## TASK BRIEF
Please write out every line of the records below as a JSON list of strings, one string per line, leaving out blank lines.

## SOURCE MATERIAL
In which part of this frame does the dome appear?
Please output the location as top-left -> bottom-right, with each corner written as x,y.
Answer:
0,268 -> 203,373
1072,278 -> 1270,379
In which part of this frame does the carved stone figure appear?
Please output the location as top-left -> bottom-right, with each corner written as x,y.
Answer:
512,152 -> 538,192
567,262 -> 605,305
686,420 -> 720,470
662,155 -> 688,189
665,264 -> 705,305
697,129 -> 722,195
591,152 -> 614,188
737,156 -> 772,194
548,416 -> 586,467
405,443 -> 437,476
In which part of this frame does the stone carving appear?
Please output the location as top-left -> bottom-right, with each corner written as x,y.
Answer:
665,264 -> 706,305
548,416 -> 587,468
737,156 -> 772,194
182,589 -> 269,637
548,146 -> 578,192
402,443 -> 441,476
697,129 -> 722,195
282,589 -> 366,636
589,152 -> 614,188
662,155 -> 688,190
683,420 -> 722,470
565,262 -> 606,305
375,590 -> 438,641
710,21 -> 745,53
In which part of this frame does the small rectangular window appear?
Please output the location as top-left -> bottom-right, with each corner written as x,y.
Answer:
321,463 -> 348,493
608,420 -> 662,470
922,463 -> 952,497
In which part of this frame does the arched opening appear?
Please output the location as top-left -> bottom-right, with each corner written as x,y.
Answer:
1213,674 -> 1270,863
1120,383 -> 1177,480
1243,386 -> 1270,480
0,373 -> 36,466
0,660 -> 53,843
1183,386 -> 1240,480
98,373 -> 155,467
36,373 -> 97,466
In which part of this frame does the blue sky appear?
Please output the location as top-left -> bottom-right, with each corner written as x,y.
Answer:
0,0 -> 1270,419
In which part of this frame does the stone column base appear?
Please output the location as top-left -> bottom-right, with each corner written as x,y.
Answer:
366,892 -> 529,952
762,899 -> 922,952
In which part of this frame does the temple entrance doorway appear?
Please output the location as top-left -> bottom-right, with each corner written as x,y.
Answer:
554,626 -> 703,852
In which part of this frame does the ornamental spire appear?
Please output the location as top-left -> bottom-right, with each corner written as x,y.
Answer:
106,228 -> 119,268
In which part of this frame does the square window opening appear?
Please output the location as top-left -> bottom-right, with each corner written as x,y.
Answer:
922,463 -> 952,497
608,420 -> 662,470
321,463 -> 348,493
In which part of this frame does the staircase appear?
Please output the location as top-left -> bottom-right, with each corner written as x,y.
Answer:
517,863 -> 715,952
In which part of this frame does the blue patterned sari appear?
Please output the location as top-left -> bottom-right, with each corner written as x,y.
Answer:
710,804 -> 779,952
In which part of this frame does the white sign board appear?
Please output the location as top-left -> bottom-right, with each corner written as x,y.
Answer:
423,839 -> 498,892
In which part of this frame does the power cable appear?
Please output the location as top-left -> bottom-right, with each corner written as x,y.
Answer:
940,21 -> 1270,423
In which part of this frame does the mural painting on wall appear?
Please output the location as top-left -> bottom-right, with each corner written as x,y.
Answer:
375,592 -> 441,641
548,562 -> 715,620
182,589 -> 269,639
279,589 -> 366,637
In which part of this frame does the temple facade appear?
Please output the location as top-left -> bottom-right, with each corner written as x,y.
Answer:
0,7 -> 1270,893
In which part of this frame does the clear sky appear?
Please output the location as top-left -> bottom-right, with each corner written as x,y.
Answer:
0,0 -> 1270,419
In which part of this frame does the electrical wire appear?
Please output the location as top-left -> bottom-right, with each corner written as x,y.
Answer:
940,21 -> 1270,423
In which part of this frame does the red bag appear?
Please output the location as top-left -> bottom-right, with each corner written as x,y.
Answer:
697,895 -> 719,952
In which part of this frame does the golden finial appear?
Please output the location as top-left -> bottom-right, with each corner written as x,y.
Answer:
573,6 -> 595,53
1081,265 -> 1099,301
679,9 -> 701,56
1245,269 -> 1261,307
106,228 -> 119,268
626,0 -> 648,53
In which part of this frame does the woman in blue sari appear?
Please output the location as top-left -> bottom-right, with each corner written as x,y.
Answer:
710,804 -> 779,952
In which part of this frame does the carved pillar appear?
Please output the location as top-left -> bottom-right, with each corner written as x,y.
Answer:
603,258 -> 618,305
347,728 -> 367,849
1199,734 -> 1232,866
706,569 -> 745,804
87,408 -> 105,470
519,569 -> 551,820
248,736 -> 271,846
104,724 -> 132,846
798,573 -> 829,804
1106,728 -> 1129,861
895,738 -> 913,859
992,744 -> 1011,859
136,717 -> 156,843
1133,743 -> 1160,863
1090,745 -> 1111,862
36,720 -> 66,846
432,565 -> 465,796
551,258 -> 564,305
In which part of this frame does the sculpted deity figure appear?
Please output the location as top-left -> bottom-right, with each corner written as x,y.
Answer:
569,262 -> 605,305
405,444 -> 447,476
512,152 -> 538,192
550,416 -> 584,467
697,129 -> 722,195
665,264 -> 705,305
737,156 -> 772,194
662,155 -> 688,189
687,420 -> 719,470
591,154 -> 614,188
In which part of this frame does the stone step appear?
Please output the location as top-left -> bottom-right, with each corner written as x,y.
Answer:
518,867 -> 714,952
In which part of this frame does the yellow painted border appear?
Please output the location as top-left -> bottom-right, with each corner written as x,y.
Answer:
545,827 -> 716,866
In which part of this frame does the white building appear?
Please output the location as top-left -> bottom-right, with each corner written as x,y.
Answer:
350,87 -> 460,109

## TASK SOLUTION
[
  "In which part of this frame does the dome appear?",
  "Please output the location as top-left -> bottom-right, with each corner written as x,y.",
  "Answer:",
  "0,268 -> 203,373",
  "1072,278 -> 1270,379",
  "In which part of this frame does the carved stone figure appear?",
  "Please output the location as top-left -> bottom-right, with each corner written as x,y.",
  "Answer:",
  "512,152 -> 538,192",
  "567,262 -> 605,305",
  "686,420 -> 720,470",
  "662,155 -> 688,189",
  "665,264 -> 705,305",
  "697,129 -> 722,195",
  "591,152 -> 614,188",
  "737,156 -> 772,194",
  "548,416 -> 586,467",
  "405,443 -> 437,476",
  "In which part of this frame does the stone carving appear?",
  "Please output the location as top-left -> bottom-right, with each corner written as x,y.",
  "Answer:",
  "665,264 -> 706,305",
  "548,416 -> 587,468",
  "737,156 -> 772,194",
  "182,589 -> 269,637",
  "548,146 -> 578,192",
  "402,443 -> 441,476",
  "697,129 -> 722,195",
  "282,589 -> 366,636",
  "589,152 -> 614,188",
  "662,155 -> 688,190",
  "683,420 -> 722,470",
  "565,262 -> 606,305",
  "375,590 -> 438,641",
  "710,21 -> 745,53",
  "In which part of this frame does the small rectangular window appear?",
  "Please output the location as top-left -> bottom-right, with each corner written as x,y.",
  "Answer:",
  "321,463 -> 348,493",
  "608,420 -> 662,470",
  "922,463 -> 952,497",
  "In which part of this frame does the arched opening appear?",
  "Please output the location as top-left -> bottom-right, with each corner written as x,y.",
  "Answer:",
  "1213,674 -> 1270,863",
  "1120,383 -> 1177,480",
  "1243,386 -> 1270,480",
  "0,373 -> 36,466",
  "0,660 -> 53,843",
  "1183,386 -> 1240,480",
  "98,373 -> 155,467",
  "36,373 -> 97,466",
  "In which part of this frame does the blue sky appear?",
  "Please output the location as top-left -> bottom-right, with each corner written as x,y.",
  "Answer:",
  "0,0 -> 1270,419",
  "In which part of this frame does the stone column base appear?",
  "Please output the location as top-left -> bottom-right, with each corner written as x,y.",
  "Answer:",
  "366,892 -> 529,952",
  "762,899 -> 922,952",
  "In which part of this frame does the temple entrance doorway appear?",
  "Please output the location as top-left -> bottom-right, with each corner written as x,y.",
  "Answer:",
  "554,626 -> 703,852",
  "In which part of this frame does the ornamental spire appear?",
  "Please output the location as top-left -> bottom-right, with each corner written as x,y.",
  "Answer:",
  "106,228 -> 119,268",
  "In which part of this frame does the square window opening appear?",
  "Please output the location as top-left -> bottom-right, with each corner written as x,y.",
  "Answer:",
  "922,463 -> 952,497",
  "608,420 -> 662,470",
  "321,463 -> 348,493",
  "In which part of this frame does the staircase appear?",
  "Please output the location as top-left -> bottom-right, with each corner written as x,y.",
  "Answer:",
  "517,863 -> 715,952",
  "In which part of this frame does the blue patterned sari appear?",
  "Please output the location as top-left -> bottom-right, with each corner written as x,y.",
  "Answer:",
  "710,804 -> 779,952",
  "In which part of this frame does the white sign board appear?",
  "Please output the location as top-left -> bottom-right, with each corner written as x,y.",
  "Answer:",
  "423,839 -> 498,892",
  "In which part of this frame does the power cable appear?",
  "Please output the location as top-left -> bottom-right, with each corner written as x,y.",
  "Answer:",
  "940,21 -> 1270,423",
  "In which part of this frame does the mural painting on wall appear?",
  "Please output the location as top-left -> bottom-right, with each corner written as x,y.",
  "Answer:",
  "375,592 -> 441,641",
  "548,562 -> 715,620",
  "182,589 -> 269,639",
  "279,589 -> 366,637",
  "In which part of this frame does the temple facade appear?",
  "Please output the location as top-left -> bottom-right, with each corner written as x,y.",
  "Answer:",
  "0,7 -> 1270,893",
  "In which part of this frame does the clear sky appear?",
  "Please output the location as top-left -> bottom-right, with each corner written as x,y.",
  "Answer:",
  "0,0 -> 1270,419",
  "In which part of this frame does the electrical wire appear?",
  "Please output the location as top-left -> bottom-right, with each corner written as x,y.",
  "Answer:",
  "940,21 -> 1270,423",
  "In which part of this frame does the red bag appear?",
  "Please output the location as top-left -> bottom-right, with each corner written as x,y.",
  "Answer:",
  "697,895 -> 719,952",
  "In which part of this frame does the golden finial appear?",
  "Please output the location as top-left -> bottom-right, with each corner written as x,y.",
  "Answer:",
  "573,6 -> 595,53",
  "1081,265 -> 1099,301",
  "679,9 -> 701,56",
  "1245,269 -> 1261,307",
  "106,228 -> 119,268",
  "626,0 -> 648,53",
  "In which part of this frame does the woman in blue sari appear?",
  "Please output the location as top-left -> bottom-right, with each corner written as x,y.",
  "Answer:",
  "710,804 -> 779,952",
  "In which part of this frame does the carved pillar appear?",
  "Please output the location as top-left -> bottom-right, with each corner written as x,y.",
  "Answer:",
  "603,258 -> 618,305",
  "347,728 -> 367,849",
  "1199,734 -> 1232,866",
  "706,569 -> 745,804",
  "87,408 -> 105,470",
  "519,569 -> 551,820",
  "248,736 -> 271,846",
  "104,724 -> 132,846",
  "798,573 -> 829,804",
  "1106,728 -> 1129,861",
  "895,738 -> 913,859",
  "992,744 -> 1011,859",
  "136,717 -> 156,843",
  "1133,743 -> 1160,863",
  "1090,745 -> 1111,862",
  "36,720 -> 66,846",
  "432,565 -> 465,796",
  "551,258 -> 564,305",
  "In which part of this frame does the sculpted deity figure appear?",
  "Please output the location as top-left -> bottom-right, with each corner written as x,y.",
  "Answer:",
  "569,262 -> 605,305",
  "405,444 -> 447,476",
  "512,152 -> 538,192",
  "550,416 -> 584,467",
  "697,129 -> 722,195",
  "665,264 -> 705,305",
  "737,156 -> 772,194",
  "662,155 -> 688,189",
  "687,420 -> 719,470",
  "591,154 -> 614,188",
  "In which part of this frame does the stone step appear?",
  "Please output the location as top-left -> bottom-right, with each corner written as x,y.",
  "Answer:",
  "518,867 -> 714,952",
  "In which part of this frame does the yellow painted border appear?",
  "Please output the location as top-left -> bottom-right, with each corner written as x,y.",
  "Answer:",
  "545,827 -> 716,866",
  "In which part of this frame does the white building appear?",
  "Please output the location as top-left -> bottom-right, with each corner written as x,y.",
  "Answer:",
  "350,87 -> 460,109"
]